(Stored data entries)

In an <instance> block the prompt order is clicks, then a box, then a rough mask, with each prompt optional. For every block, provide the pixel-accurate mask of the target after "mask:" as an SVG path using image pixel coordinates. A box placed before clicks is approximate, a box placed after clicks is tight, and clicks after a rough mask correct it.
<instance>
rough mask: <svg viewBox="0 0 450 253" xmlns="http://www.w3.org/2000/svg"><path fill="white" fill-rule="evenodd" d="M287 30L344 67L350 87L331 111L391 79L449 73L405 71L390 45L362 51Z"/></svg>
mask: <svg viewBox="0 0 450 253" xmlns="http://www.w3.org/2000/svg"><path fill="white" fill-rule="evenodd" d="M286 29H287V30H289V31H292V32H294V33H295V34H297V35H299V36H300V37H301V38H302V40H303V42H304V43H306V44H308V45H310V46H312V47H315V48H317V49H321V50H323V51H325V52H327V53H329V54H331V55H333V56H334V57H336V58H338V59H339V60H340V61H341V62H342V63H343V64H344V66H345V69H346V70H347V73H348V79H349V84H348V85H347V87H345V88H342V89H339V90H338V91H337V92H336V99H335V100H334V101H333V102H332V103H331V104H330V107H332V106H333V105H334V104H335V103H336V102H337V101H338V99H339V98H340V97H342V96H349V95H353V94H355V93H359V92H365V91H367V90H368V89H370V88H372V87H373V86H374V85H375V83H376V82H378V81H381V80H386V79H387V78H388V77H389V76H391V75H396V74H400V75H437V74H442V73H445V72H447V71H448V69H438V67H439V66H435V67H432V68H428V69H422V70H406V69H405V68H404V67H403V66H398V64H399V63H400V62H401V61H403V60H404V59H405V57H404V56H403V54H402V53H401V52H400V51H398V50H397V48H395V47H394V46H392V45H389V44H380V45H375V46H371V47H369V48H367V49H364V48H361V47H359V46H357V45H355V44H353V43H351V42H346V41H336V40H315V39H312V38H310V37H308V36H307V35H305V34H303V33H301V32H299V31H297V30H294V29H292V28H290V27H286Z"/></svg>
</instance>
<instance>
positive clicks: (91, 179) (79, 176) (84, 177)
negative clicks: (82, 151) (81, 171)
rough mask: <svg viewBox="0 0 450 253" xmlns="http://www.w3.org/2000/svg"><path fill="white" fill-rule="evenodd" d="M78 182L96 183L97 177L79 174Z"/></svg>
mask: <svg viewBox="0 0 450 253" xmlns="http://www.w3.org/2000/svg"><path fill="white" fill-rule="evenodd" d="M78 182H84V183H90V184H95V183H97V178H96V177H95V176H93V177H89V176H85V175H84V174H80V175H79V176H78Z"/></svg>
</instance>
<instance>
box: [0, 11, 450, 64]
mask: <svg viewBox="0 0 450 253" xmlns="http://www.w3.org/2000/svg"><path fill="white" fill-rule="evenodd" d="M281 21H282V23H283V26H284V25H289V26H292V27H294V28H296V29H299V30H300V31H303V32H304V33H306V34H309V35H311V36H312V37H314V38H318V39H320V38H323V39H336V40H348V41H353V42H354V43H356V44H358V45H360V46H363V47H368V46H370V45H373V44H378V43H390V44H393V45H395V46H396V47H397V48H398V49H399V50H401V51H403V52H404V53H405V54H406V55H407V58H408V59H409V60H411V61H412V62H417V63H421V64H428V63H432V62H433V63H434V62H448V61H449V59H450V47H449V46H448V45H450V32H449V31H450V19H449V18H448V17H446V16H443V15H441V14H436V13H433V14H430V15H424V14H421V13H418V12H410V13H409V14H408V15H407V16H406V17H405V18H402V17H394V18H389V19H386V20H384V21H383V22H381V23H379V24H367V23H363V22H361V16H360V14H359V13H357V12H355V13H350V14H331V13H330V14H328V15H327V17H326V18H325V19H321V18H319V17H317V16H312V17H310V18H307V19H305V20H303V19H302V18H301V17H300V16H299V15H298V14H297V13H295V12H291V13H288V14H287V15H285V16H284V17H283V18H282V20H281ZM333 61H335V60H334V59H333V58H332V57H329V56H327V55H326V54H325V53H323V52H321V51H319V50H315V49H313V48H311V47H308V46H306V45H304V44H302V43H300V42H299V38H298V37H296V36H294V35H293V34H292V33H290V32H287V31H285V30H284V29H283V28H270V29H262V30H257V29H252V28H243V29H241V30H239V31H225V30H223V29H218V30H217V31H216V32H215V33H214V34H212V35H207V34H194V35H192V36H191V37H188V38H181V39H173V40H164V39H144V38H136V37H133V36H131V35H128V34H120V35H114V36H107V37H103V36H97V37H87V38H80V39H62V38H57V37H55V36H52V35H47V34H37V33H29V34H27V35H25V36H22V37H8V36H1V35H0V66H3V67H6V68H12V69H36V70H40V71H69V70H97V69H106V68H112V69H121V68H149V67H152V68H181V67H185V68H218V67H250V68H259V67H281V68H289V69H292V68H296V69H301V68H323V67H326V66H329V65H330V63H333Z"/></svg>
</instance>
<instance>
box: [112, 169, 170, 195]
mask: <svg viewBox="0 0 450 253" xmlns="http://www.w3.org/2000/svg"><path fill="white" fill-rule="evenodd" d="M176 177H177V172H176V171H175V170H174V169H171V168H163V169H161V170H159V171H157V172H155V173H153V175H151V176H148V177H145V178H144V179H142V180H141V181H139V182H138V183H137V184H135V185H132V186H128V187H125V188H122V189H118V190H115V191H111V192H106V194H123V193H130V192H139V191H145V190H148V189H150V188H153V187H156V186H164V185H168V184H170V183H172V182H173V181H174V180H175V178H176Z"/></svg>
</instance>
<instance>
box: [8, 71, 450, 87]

Requirement -> The records shown above should be given again word for word.

Answer below ->
In an <instance> block the prompt order is clicks, then a box, then a rough mask, with each prompt optional. For every block, provide the pixel-accurate mask of the target after "mask:" as an SVG path using image pixel coordinates. A box placed before clicks is approximate, a box placed after clicks is tight, and clicks after a rough mask correct it.
<instance>
rough mask: <svg viewBox="0 0 450 253" xmlns="http://www.w3.org/2000/svg"><path fill="white" fill-rule="evenodd" d="M287 30L344 67L350 87L331 111L391 79L449 73L405 71L390 45L362 51Z"/></svg>
mask: <svg viewBox="0 0 450 253" xmlns="http://www.w3.org/2000/svg"><path fill="white" fill-rule="evenodd" d="M286 29H287V30H289V31H292V32H294V33H295V34H297V35H299V36H300V37H301V38H302V40H303V42H304V43H306V44H308V45H310V46H312V47H315V48H317V49H321V50H323V51H325V52H327V53H329V54H331V55H333V56H334V57H336V58H338V59H339V60H340V61H341V62H342V63H343V64H344V66H345V69H346V70H347V73H348V79H349V84H348V85H347V87H345V88H342V89H339V90H338V91H337V92H336V99H335V100H334V101H333V102H332V103H331V104H330V107H332V106H333V105H334V104H335V103H336V102H337V101H338V99H339V98H340V97H342V96H349V95H353V94H355V93H359V92H365V91H367V90H368V89H370V88H372V87H373V86H374V85H375V83H376V82H378V81H381V80H386V79H387V78H388V77H389V76H391V75H396V74H400V75H437V74H442V73H445V72H447V71H448V69H438V67H439V66H435V67H432V68H428V69H422V70H406V69H405V68H404V67H403V66H398V64H399V63H400V62H401V61H403V60H404V59H405V57H404V56H403V54H402V53H401V52H400V51H398V50H397V48H395V47H394V46H392V45H389V44H380V45H375V46H371V47H369V48H367V49H364V48H361V47H359V46H357V45H355V44H353V43H351V42H346V41H336V40H315V39H312V38H310V37H308V36H307V35H305V34H303V33H301V32H299V31H297V30H294V29H292V28H290V27H286Z"/></svg>
</instance>
<instance>
positive clicks: (91, 179) (79, 176) (84, 177)
negative clicks: (82, 151) (81, 171)
rough mask: <svg viewBox="0 0 450 253" xmlns="http://www.w3.org/2000/svg"><path fill="white" fill-rule="evenodd" d="M78 182L96 183L97 177L79 174Z"/></svg>
mask: <svg viewBox="0 0 450 253" xmlns="http://www.w3.org/2000/svg"><path fill="white" fill-rule="evenodd" d="M78 182H84V183H90V184H95V183H97V178H96V177H95V176H93V177H89V176H85V175H84V174H80V175H79V176H78Z"/></svg>
</instance>
<instance>
box: [0, 11, 450, 64]
mask: <svg viewBox="0 0 450 253" xmlns="http://www.w3.org/2000/svg"><path fill="white" fill-rule="evenodd" d="M281 21H282V23H283V26H284V25H289V26H292V27H294V28H296V29H299V30H300V31H303V32H304V33H306V34H309V35H311V36H312V37H314V38H318V39H320V38H323V39H336V40H348V41H353V42H354V43H356V44H358V45H360V46H363V47H368V46H370V45H373V44H378V43H390V44H393V45H395V46H396V47H397V48H398V49H399V50H401V51H403V52H404V53H405V54H406V55H407V58H408V59H409V60H411V61H412V62H417V63H421V64H428V63H432V62H433V63H434V62H448V61H449V59H450V47H449V46H448V45H450V32H449V31H450V19H449V18H448V17H446V16H443V15H441V14H436V13H433V14H430V15H424V14H421V13H418V12H410V13H409V14H408V15H407V16H406V17H405V18H402V17H394V18H389V19H386V20H384V21H383V22H381V23H379V24H367V23H363V22H361V16H360V14H359V13H357V12H355V13H350V14H331V13H330V14H328V15H327V17H326V18H325V19H321V18H319V17H317V16H312V17H310V18H307V19H305V20H303V19H302V18H301V17H300V16H299V15H298V14H297V13H295V12H291V13H288V14H287V15H285V16H284V17H283V18H282V20H281ZM333 61H335V60H334V59H333V58H332V57H329V56H327V55H326V54H325V53H323V52H321V51H319V50H315V49H313V48H311V47H308V46H306V45H304V44H302V43H300V42H299V38H298V37H296V36H294V35H293V34H292V33H290V32H287V31H285V30H284V29H283V28H270V29H262V30H257V29H252V28H243V29H241V30H239V31H225V30H223V29H218V30H217V31H216V32H215V33H214V34H212V35H207V34H194V35H192V36H191V37H188V38H181V39H173V40H164V39H144V38H136V37H133V36H131V35H128V34H120V35H114V36H107V37H103V36H97V37H87V38H80V39H62V38H57V37H55V36H52V35H47V34H37V33H29V34H27V35H25V36H22V37H8V36H1V35H0V66H3V67H6V68H12V69H36V70H40V71H69V70H97V69H106V68H112V69H121V68H149V67H152V68H181V67H185V68H218V67H250V68H259V67H281V68H289V69H292V68H296V69H301V68H323V67H326V66H329V65H330V63H333Z"/></svg>
</instance>
<instance>
box: [112, 169, 170, 195]
mask: <svg viewBox="0 0 450 253" xmlns="http://www.w3.org/2000/svg"><path fill="white" fill-rule="evenodd" d="M176 177H177V172H176V171H175V170H174V169H171V168H163V169H161V170H159V171H157V172H155V173H153V175H151V176H148V177H145V178H144V179H142V180H141V181H139V182H138V183H137V184H135V185H132V186H128V187H125V188H122V189H118V190H115V191H111V192H106V194H123V193H130V192H139V191H145V190H148V189H150V188H153V187H156V186H164V185H168V184H170V183H172V182H173V181H174V180H175V178H176Z"/></svg>
</instance>
<instance>
box: [8, 71, 450, 87]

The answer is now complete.